Exercise requirements:
1. From the cyber-attack essay, copy the words starting with "What do these" and going on through "money to do so.".
2. Answer these questions using the cyber-attack essay:
(a) Where was the writer when the internet went down?
(b) Who wrote the New Yorker article the writer read that afternoon?
(c) Why are some of the entrepreneurs having laser eye surgery?
3. List every purchase or step that, according to the cyber-attack essay, the Silicon Valley entrepreneurs are taking to prepare for the apocalypse.

[Passage to read Boundary: Start]

Cyber-Attack

I was at a desktop computer in a public library recently when the internet went down. The  distraught looks of my fellow library patrons stimulated me to wonder how they (and I) would  react if a real digital disaster struck. 

That same afternoon my New Yorker arrived, carrying a disturbing article about how so  many Silicon Valley centi-millionaires and above are making plans for the apocalypse (“Survival  of the Richest,” Evan Osnos, Jan. 30). 

Osnos reports that as many as half of these entrepreneurs are preparing, for example, by having laser eye surgery (to anticipate loss of access to glasses and contacts). They are also  buying luxury condos in underground bunkers in Kansas (I kid you not) as well as whole islands  offshore and retreats in New Zealand. 

What do these mostly young, very smart, tech-savvy, to say the least, people know that I  don’t? 

According to Osnos, some worry that their advances in artificial intelligence will result in  even fewer jobs for those further down the economic food chain. This might in turn cause the  hoi-polloi to bring out their pitchforks and someday storm the redoubts of the one-percenters. 

They apparently see a fragility in our civic society that could cause it to collapse. It’s not  that they think an unraveling of society is likely, but that “apocalypse insurance” is worth taking  out, since they have the money to do so.

[Passage to read Boundary: End]
[Data Boundary: Start]

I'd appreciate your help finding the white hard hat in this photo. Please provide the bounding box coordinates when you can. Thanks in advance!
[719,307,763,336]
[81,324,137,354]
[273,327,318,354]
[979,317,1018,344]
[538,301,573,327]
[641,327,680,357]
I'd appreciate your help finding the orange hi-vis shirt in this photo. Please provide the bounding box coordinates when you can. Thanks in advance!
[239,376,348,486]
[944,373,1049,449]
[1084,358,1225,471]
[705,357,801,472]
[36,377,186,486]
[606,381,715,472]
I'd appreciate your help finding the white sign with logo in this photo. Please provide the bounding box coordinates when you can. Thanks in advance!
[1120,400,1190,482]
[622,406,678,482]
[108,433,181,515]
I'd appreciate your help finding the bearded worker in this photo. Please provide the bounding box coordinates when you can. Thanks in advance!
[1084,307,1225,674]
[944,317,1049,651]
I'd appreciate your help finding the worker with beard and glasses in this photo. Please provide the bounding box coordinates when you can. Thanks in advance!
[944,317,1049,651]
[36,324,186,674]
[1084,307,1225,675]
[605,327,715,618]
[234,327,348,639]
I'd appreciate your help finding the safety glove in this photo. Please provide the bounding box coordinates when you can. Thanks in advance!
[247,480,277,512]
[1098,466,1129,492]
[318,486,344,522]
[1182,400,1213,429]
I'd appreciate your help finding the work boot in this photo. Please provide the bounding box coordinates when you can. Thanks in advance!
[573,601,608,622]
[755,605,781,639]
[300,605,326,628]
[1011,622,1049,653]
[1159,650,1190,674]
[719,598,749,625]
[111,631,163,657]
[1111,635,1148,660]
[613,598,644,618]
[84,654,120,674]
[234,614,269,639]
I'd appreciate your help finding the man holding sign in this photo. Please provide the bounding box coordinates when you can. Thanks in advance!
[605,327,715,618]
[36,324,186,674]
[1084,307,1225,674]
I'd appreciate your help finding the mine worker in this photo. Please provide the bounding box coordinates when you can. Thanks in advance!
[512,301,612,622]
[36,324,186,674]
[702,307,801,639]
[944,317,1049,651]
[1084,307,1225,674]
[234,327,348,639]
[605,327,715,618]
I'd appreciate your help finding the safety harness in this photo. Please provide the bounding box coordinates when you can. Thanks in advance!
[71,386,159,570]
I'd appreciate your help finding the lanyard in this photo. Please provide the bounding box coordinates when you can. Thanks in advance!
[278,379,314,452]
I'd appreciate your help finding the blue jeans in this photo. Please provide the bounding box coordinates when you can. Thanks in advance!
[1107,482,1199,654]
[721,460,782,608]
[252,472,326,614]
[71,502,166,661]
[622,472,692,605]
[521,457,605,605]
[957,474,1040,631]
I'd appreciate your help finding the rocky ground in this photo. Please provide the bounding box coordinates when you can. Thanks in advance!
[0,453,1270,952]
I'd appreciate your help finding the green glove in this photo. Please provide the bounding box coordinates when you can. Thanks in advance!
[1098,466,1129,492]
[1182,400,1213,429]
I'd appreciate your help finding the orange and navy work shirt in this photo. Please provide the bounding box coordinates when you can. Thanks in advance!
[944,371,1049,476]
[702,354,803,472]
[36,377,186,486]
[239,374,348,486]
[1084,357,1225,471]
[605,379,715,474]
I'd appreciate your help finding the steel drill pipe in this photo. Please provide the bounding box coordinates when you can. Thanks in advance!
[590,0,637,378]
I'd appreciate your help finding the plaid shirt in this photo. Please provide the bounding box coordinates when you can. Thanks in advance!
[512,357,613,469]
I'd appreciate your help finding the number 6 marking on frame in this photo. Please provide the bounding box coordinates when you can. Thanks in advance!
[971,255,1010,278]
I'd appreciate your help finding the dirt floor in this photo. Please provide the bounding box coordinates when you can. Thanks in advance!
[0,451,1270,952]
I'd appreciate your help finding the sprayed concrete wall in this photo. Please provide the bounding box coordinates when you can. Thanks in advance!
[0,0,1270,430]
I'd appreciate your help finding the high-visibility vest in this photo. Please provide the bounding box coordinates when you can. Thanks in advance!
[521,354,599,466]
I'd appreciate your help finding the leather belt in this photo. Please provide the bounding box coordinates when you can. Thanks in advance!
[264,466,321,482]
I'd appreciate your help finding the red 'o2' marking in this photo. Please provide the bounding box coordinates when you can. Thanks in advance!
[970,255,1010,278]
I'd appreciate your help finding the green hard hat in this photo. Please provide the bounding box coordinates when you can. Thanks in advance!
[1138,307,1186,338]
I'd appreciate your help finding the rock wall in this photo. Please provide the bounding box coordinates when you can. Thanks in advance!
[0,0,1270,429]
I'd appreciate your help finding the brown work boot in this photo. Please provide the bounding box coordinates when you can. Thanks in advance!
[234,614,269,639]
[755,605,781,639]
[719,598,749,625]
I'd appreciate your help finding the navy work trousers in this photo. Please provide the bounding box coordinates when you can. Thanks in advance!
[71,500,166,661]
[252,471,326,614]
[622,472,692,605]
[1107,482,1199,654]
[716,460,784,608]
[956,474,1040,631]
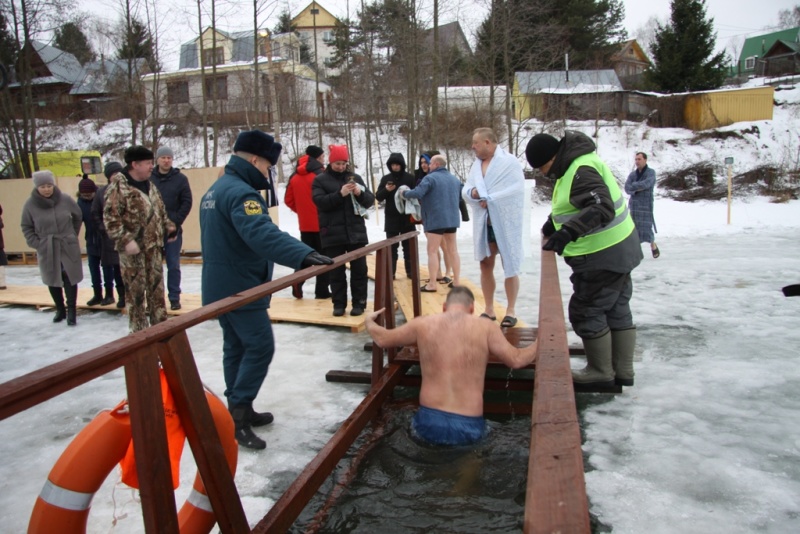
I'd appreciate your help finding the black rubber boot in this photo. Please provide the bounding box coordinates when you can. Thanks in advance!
[250,406,275,426]
[64,284,78,326]
[230,406,267,450]
[47,286,67,323]
[86,287,103,306]
[100,287,114,306]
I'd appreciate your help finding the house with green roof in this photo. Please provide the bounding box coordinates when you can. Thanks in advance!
[731,26,800,76]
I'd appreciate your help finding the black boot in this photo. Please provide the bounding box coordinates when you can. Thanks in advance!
[117,286,125,309]
[86,287,103,306]
[100,286,114,306]
[47,286,67,323]
[64,284,78,326]
[230,406,267,450]
[250,406,275,426]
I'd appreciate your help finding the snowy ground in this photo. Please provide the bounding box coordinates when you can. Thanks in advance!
[0,195,800,533]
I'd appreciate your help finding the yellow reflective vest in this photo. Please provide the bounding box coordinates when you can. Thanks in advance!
[552,152,635,257]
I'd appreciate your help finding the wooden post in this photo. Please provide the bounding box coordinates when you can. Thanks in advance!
[125,345,178,534]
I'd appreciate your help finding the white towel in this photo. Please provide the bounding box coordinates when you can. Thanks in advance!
[394,185,422,221]
[462,146,525,278]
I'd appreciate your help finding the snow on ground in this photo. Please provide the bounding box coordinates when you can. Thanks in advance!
[0,79,800,534]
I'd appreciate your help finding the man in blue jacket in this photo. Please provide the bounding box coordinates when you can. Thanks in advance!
[150,146,192,310]
[200,130,333,449]
[403,154,462,293]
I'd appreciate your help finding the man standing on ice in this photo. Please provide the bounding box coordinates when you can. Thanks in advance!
[200,130,333,449]
[525,130,643,386]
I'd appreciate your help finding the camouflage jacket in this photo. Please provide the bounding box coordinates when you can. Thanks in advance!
[103,172,174,252]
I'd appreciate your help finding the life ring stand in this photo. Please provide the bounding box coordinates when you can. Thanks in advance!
[28,391,239,534]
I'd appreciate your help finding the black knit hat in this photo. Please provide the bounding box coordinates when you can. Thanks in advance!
[233,130,280,161]
[525,134,561,169]
[124,145,153,165]
[267,143,283,165]
[103,161,122,180]
[306,145,325,159]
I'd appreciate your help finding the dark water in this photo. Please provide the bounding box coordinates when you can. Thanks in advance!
[292,405,530,533]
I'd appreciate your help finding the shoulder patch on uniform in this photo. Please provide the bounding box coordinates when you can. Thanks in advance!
[244,200,262,215]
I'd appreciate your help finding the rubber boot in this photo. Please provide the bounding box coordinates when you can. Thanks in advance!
[86,287,103,306]
[100,286,114,306]
[64,284,78,326]
[47,286,67,323]
[230,406,267,450]
[250,406,275,426]
[117,286,125,309]
[611,327,636,386]
[572,332,614,386]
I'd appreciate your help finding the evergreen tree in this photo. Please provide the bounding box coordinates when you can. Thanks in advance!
[476,0,627,83]
[53,22,97,65]
[117,18,159,72]
[646,0,727,93]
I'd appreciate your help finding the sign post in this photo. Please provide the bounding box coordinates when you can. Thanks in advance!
[725,158,733,224]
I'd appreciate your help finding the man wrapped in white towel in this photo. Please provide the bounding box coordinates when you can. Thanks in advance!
[462,128,525,327]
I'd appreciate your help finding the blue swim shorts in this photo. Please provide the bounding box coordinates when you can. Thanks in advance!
[411,406,486,445]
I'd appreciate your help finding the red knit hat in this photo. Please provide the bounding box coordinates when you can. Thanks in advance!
[328,145,350,163]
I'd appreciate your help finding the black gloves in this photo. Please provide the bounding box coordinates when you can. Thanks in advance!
[301,252,333,267]
[542,217,556,237]
[542,226,575,256]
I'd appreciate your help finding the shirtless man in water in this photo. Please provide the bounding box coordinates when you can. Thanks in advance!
[366,286,537,445]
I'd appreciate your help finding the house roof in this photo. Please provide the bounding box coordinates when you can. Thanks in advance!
[514,69,623,95]
[69,58,146,95]
[739,26,800,65]
[178,27,294,69]
[422,21,472,54]
[30,41,82,84]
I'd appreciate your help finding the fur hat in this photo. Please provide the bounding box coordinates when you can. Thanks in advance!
[328,145,350,163]
[233,130,280,165]
[103,161,122,180]
[267,142,283,165]
[78,178,97,194]
[306,145,325,159]
[124,145,153,165]
[525,134,561,169]
[33,170,56,187]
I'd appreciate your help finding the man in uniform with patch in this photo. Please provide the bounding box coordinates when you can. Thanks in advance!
[103,145,176,333]
[200,130,333,449]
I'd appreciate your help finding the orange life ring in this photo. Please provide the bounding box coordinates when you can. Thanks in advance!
[28,392,239,534]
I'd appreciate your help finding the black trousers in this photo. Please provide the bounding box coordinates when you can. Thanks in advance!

[Data Boundary: End]

Numbered answers:
1.
What do these mostly young, very smart, tech-savvy, to say the least, people know that I  don’t? 

According to Osnos, some worry that their advances in artificial intelligence will result in  even fewer jobs for those further down the economic food chain. This might in turn cause the  hoi-polloi to bring out their pitchforks and someday storm the redoubts of the one-percenters. 

They apparently see a fragility in our civic society that could cause it to collapse. It’s not  that they think an unraveling of society is likely, but that “apocalypse insurance” is worth taking  out, since they have the money to do so.

2.
(a) At a desktop computer in a public library.
(b) Evan Osnos.
(c) To anticipate loss of access to glasses and contacts.

3.
- Having laser eye surgery
- Buying luxury condos in underground bunkers in Kansas
- Buying whole islands offshore
- Buying retreats in New Zealand